### What is needed
Repeat every line that appears below, with nothing altered.

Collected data
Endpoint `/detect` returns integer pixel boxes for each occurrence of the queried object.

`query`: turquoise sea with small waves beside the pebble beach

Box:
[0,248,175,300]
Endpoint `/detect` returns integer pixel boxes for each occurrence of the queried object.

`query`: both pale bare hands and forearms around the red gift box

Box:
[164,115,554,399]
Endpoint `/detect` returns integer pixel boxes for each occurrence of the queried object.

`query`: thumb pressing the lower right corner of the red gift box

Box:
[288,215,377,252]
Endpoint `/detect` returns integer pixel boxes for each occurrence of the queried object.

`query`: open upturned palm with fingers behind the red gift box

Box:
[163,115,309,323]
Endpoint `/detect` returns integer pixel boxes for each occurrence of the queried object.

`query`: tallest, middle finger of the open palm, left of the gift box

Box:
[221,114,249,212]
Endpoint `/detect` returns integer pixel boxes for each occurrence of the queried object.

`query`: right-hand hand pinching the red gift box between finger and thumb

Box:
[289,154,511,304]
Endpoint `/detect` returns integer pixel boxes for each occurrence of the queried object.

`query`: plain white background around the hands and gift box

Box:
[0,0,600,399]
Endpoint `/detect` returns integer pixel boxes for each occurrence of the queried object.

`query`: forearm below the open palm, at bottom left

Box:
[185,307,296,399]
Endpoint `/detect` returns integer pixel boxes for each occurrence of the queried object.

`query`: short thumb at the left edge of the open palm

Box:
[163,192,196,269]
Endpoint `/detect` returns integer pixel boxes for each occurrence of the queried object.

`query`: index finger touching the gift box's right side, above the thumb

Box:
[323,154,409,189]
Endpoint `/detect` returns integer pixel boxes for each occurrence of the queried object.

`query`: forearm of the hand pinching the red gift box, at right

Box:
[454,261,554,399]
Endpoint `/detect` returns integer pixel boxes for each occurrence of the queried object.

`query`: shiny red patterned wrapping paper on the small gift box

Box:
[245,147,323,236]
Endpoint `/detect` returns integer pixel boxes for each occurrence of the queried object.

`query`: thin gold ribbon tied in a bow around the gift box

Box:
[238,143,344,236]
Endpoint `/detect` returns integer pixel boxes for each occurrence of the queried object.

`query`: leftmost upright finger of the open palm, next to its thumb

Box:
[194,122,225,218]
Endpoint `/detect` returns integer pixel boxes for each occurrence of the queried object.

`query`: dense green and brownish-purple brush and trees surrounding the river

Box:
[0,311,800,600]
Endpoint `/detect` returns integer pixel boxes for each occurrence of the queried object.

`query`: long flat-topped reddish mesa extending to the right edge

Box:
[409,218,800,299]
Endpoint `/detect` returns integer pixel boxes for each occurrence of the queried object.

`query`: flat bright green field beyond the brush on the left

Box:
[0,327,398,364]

### Written solution
Endpoint `/detect` returns integer pixel boxes for each occurrence of the queried object.

`query`: turquoise sea with small waves beside the pebble beach

Box:
[0,248,175,300]
Endpoint `/detect` returns integer pixel boxes for each occurrence of the queried object.

`query`: both pale bare hands and forearms around the red gift box

Box:
[164,115,554,399]
Endpoint `/detect` returns integer pixel boxes for each occurrence of the queried object.

`query`: thumb pressing the lower right corner of the red gift box

Box:
[288,215,377,252]
Endpoint `/detect` returns integer pixel boxes for each occurrence of the queried object.

`query`: open upturned palm with fingers behind the red gift box

Box:
[163,115,309,323]
Endpoint `/detect` returns integer pixel boxes for each occurrence of the queried object.

`query`: tallest, middle finger of the open palm, left of the gift box

Box:
[221,114,249,212]
Endpoint `/detect` returns integer pixel boxes for each occurrence of the queried object.

`query`: right-hand hand pinching the red gift box between finger and thumb

Box:
[289,154,511,304]
Endpoint `/detect` returns integer pixel boxes for each occurrence of the queried object.

`query`: plain white background around the hands and gift box

Box:
[0,0,600,399]
Endpoint `/detect` returns integer pixel boxes for each occurrence of the queried object.

`query`: forearm below the open palm, at bottom left

Box:
[185,307,296,399]
Endpoint `/detect` returns integer pixel boxes for each occurrence of the queried object.

`query`: short thumb at the left edge of the open palm

Box:
[163,192,196,269]
Endpoint `/detect` returns integer pixel boxes for each occurrence of the queried object.

`query`: index finger touching the gift box's right side, above the thumb

Box:
[323,154,409,189]
Endpoint `/detect` returns integer pixel boxes for each occurrence of the queried object.

`query`: forearm of the hand pinching the red gift box, at right

Box:
[454,261,554,399]
Endpoint `/detect` returns integer pixel boxes for each occurrence of the queried object.

`query`: shiny red patterned wrapping paper on the small gift box

Box:
[245,147,323,236]
Endpoint `/detect` returns integer pixel boxes for each occurrence of the queried object.

`query`: thin gold ribbon tied in a bow around the gift box

Box:
[238,143,344,236]
Endpoint `/detect` returns integer pixel boxes for each occurrence of the queried object.

`query`: leftmost upright finger of the open palm, next to its thumb

Box:
[194,122,225,218]
Endpoint `/detect` returns integer pixel boxes for each occurrence of the queried object.

`query`: dense green and brownish-purple brush and trees surrounding the river

Box:
[0,311,800,600]
Endpoint `/detect` returns integer pixel boxes for each occurrence of the queried object.

`query`: long flat-topped reddish mesa extending to the right edge

Box:
[409,218,800,299]
Endpoint `/detect` returns integer pixel boxes for each occurrence of the queried object.

`query`: flat bright green field beyond the brush on the left

Box:
[0,327,398,364]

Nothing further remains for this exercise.